(emphasis mine) [my comment]
CPI rise stokes inflation fears
By Wang Xiaotian and Xin Zhiming (China Daily)
Updated: 2010-03-12 06:49
As real interest rate turns negative, analysts divided on whether tightening policies needed
BEIJING: A key gauge of inflation rose by a stronger-than-expected 2.7 percent year-on-year in February from 1.5 percent in January - the fastest clip in 15 months - adding pressure on the government to tighten policies.
Given the 2.25 percent one-year interest rate on deposits, the consumer price index (CPI) growth means the real interest rate has returned to negative for the first time since 2008, raising the possibility of an interest rate hike.
The CPI rise was mainly caused by food price increases during Spring Festival. Prices rose by 6.2 percent, compared to 1 percent for non-food prices, the National Bureau of Statistics (NBS) said on Thursday.
Severe weather conditions also drove up food prices, said Sheng Laiyun, NBS spokesman.
Analysts said that given the Spring Festival effect, policymakers should not hasten to tighten policies.
"Only after key figures for March come out should we discuss about a possible rate hike," said Dong Xian'an, chief macroeconomic analyst of Industrial Securities.
Industrial output increased 20.7 percent year-on-year in the first two months, 16.9 percentage points higher than a year ago. Fixed-asset investment rose 26.6 percent, slightly higher than the same period last year. Retail sales increased by 17.9 percent year-on-year in the first two months, and the producer price index, which measures factory-gate prices, went up by 5.4 percent in February.
"Most of these data are stronger than expected and this trend should likely make policymakers tighten monetary, fiscal, exchange rate and real estate policies, as well as restrict financing options for local government-sponsored investments," Ma said.
China's Monthly CPI
Chinese CPI numbers are accelerating upwards.
Businessweek reports that Inflation Eroding China Deposits Feeds Asset Pressure.
Inflation Eroding China Deposits Feeds Asset Pressure
March 12, 2010, 1:54 AM EST
March 12 (Bloomberg) -- China's accelerating inflation has started to erode household savings, threatening to spur purchases of property and stocks and fuel asset-price pressures.
Consumer prices rose a more-than-forecast 2.7 percent in February, the most in 16 months, the statistics bureau said in Beijing yesterday. The increase means the rate exceeds the one- year deposit rate of 2.25 percent.
So-called negative real rates skew incentives to spending just as China's economy is already accelerating -- reports this week showed exports rose, industrial production accelerated and new loans exceeded forecasts. The central bank may raise interest rates within the next three weeks, Standard Chartered Bank Plc, Nomura Holdings Inc. and Royal Bank of Canada said.
"A growing number of households will now realize that their deposits in the banking system are losing purchasing power," said Ma Jun, chief China economist at Deutsche Bank AG in Hong Kong. The jump in the inflation rate last month "will increase the social and political pressure for a rate hike in the near term."

Data >>
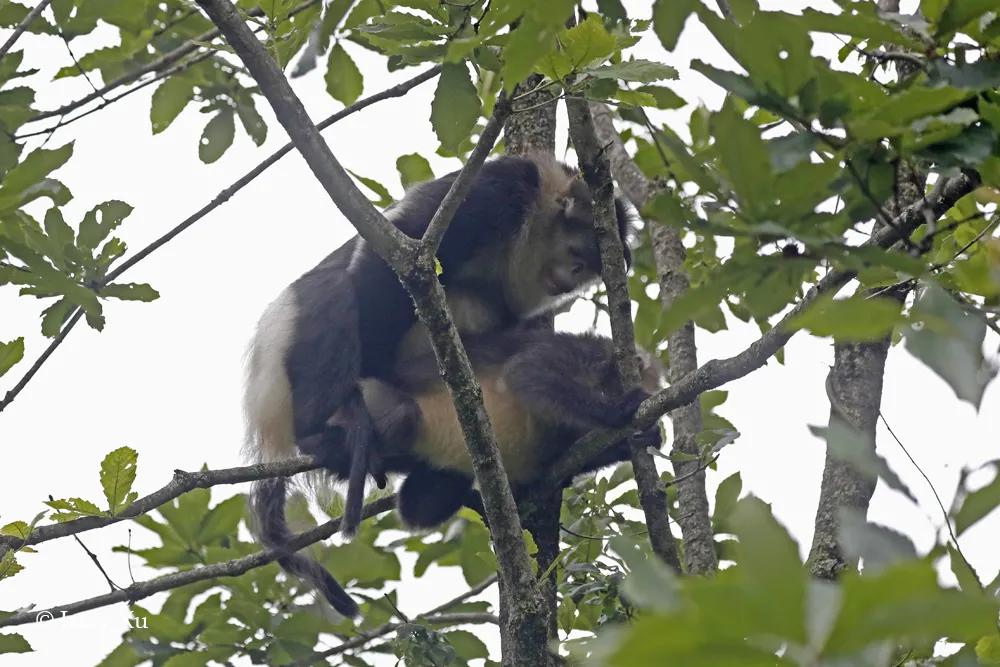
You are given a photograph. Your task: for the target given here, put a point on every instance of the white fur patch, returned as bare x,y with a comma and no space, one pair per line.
267,399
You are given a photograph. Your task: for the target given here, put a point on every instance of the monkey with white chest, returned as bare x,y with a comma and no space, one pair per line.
521,243
542,391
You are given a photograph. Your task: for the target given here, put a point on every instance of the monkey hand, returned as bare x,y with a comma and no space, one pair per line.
624,411
651,437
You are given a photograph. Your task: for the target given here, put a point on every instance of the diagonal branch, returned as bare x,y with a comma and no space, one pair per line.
421,282
23,25
597,171
166,582
180,484
718,372
166,60
395,91
668,254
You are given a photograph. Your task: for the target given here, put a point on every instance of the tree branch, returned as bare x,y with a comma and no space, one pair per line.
421,282
668,254
597,171
23,25
396,91
434,616
718,372
166,582
164,61
181,483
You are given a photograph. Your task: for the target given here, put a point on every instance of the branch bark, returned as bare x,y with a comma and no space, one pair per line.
597,171
166,582
668,254
420,280
718,372
180,484
396,91
22,26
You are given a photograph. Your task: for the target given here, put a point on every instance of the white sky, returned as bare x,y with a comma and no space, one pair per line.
164,378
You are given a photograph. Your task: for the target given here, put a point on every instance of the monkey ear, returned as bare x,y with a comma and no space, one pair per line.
567,203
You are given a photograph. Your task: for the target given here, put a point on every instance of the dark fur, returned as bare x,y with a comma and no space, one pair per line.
353,314
566,383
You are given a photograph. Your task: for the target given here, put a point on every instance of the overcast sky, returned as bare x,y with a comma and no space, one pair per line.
165,378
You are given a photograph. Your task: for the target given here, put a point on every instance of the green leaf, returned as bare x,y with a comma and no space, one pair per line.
413,168
949,340
854,319
527,44
960,12
117,476
14,643
343,79
130,292
977,505
743,155
217,136
169,99
988,650
384,197
640,71
669,17
455,108
99,222
251,119
467,645
10,354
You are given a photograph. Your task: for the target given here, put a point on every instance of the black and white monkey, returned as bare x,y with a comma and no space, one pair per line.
542,390
522,243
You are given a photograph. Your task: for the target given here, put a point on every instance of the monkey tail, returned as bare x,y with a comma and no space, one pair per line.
358,431
267,499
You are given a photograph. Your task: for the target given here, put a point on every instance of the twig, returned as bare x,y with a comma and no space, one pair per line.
718,372
421,282
597,172
163,61
35,367
22,26
182,482
97,562
433,616
463,182
937,497
396,91
166,582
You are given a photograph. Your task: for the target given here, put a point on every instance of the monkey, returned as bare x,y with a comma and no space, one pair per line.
521,244
542,390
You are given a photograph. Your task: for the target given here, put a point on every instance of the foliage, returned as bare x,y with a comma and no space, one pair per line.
773,189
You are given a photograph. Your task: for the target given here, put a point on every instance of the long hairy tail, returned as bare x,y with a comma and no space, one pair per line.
267,499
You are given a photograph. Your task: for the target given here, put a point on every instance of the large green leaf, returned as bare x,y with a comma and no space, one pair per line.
343,79
455,108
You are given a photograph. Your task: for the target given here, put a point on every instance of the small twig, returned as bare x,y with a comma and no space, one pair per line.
433,616
181,483
395,91
937,496
96,561
166,582
22,26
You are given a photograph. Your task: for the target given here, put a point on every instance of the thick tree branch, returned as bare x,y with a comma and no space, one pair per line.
166,582
181,483
23,25
420,280
597,171
668,253
395,91
718,372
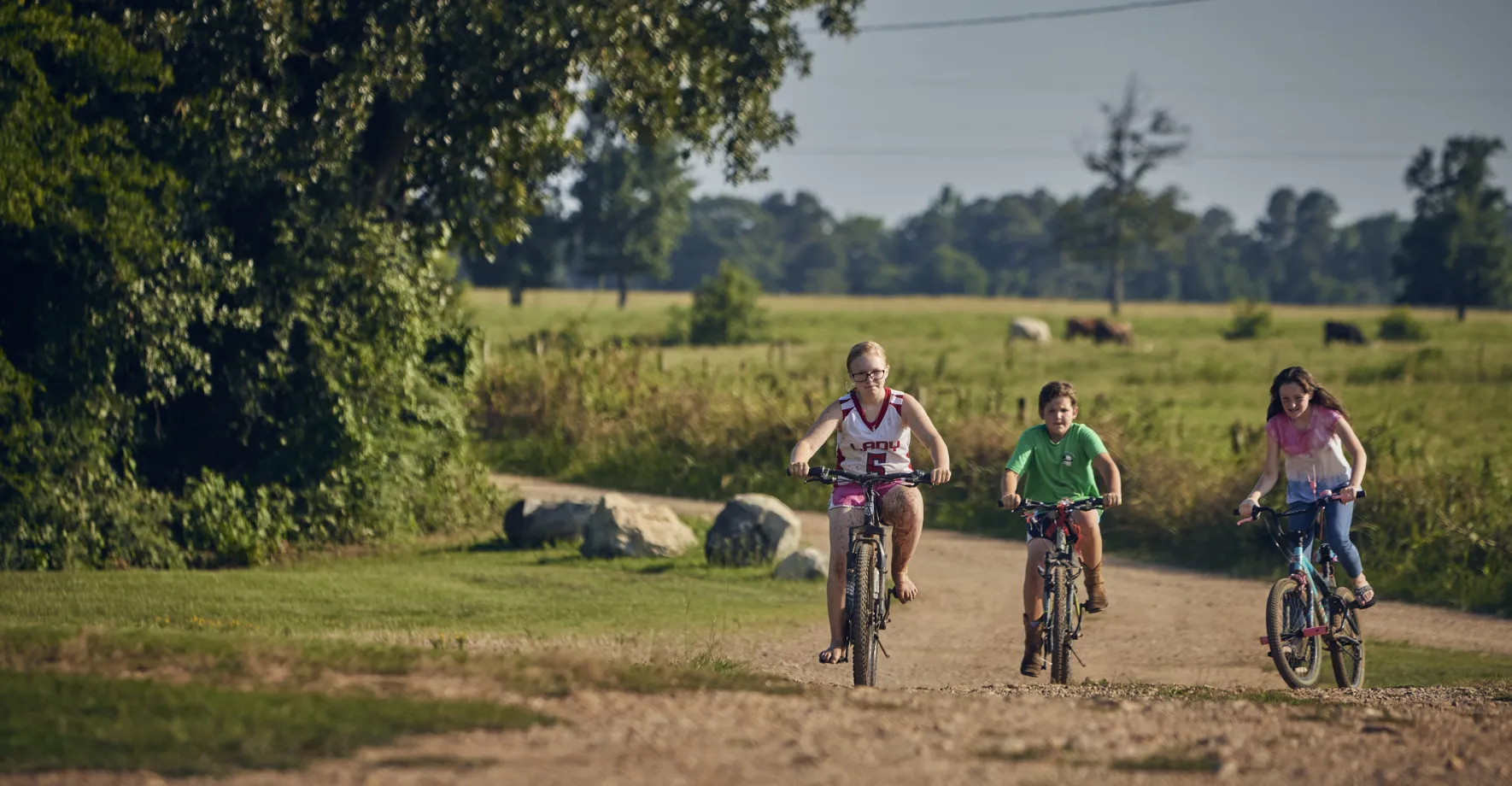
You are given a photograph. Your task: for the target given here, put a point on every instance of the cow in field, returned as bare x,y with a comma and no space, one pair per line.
1030,330
1081,327
1113,331
1341,331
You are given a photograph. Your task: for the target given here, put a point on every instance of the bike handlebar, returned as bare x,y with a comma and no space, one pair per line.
1091,504
1305,507
830,477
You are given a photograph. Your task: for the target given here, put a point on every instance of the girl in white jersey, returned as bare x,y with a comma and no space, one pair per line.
1308,426
874,426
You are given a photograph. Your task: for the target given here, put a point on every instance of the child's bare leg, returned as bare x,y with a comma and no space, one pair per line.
1091,548
903,508
1033,583
1033,607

Tasks for this exercise >>
a. Update the passage of the China inflation text between "Given the 2.25" and "Laiyun, NBS spokesman.", inclusive, changing "National Bureau of Statistics" to "statistics bureau".
b. Write the next part of the China inflation text, picking up right after its last sentence.

The responses >>
a.
Given the 2.25 percent one-year interest rate on deposits, the consumer price index (CPI) growth means the real interest rate has returned to negative for the first time since 2008, raising the possibility of an interest rate hike.
The CPI rise was mainly caused by food price increases during Spring Festival. Prices rose by 6.2 percent, compared to 1 percent for non-food prices, the statistics bureau (NBS) said on Thursday.
Severe weather conditions also drove up food prices, said Sheng Laiyun, NBS spokesman.

b.
'Fear of Inflation'
Since October, the government has highlighted the importance of managing inflation expectations as the nation rebounds from the global financial crisis and commodity costs rise. Eleven of 15 economists surveyed yesterday said that interest rates may rise in March or April.
Barclays Capital yesterday increased its projection for China's inflation rate this year to 3.5 percent from a previous estimate of 3 percent.
"Fear of inflation" will help to drive property purchases in China because people want "hard assets," Zhang Xin, the chief executive of Soho China Ltd., the biggest developer in Beijing's central business district, said in an interview on Bloomberg Television today.
The company reported yesterday that 2009 profit surged more than eightfold.
Premier Wen Jiabao aims to hold full-year inflation around 3 percent after banks flooded the financial system with money to drive an economic rebound.
Gross domestic product grew 10.7 percent last quarter and People's Bank of China Governor Zhou Xiaochuan said March 6 that anti-crisis policies, including the yuan's peg to the dollar, must end "sooner or later."
A surge in one gauge of money supply included in this week's figures also signals spending will quicken. Last month's 35 percent gain in M1, the measure of money supply that includes demand deposits, signals households' intentions to buy "big- ticket items," property or st ocks, said Brian Jackson, an emerging-markets strategist at Royal Bank of Canada in Hong Kong.
China's exploding money supply driving up prices
China's increasing supply of Yuan means that a lot more money is chasing its domestic supply of commodities. As a result, the prices of commodities in China are higher than the rest of the world, and this price imbalance is leading to record commodity imports (Chinese producers are buying commodities abroad rather than pay higher domestic prices).
Chinese Money Supply
Chinese Money Supply Growth (6 month rolling average)
China's Monthly CPI VS M1 yr/yr growth
Newsweek explains that It's China's World We're Just Living in It.
It's China's World We're Just Living in It
The middle kingdom is rewriting the rules on trade, technology, currency, climate—you name it.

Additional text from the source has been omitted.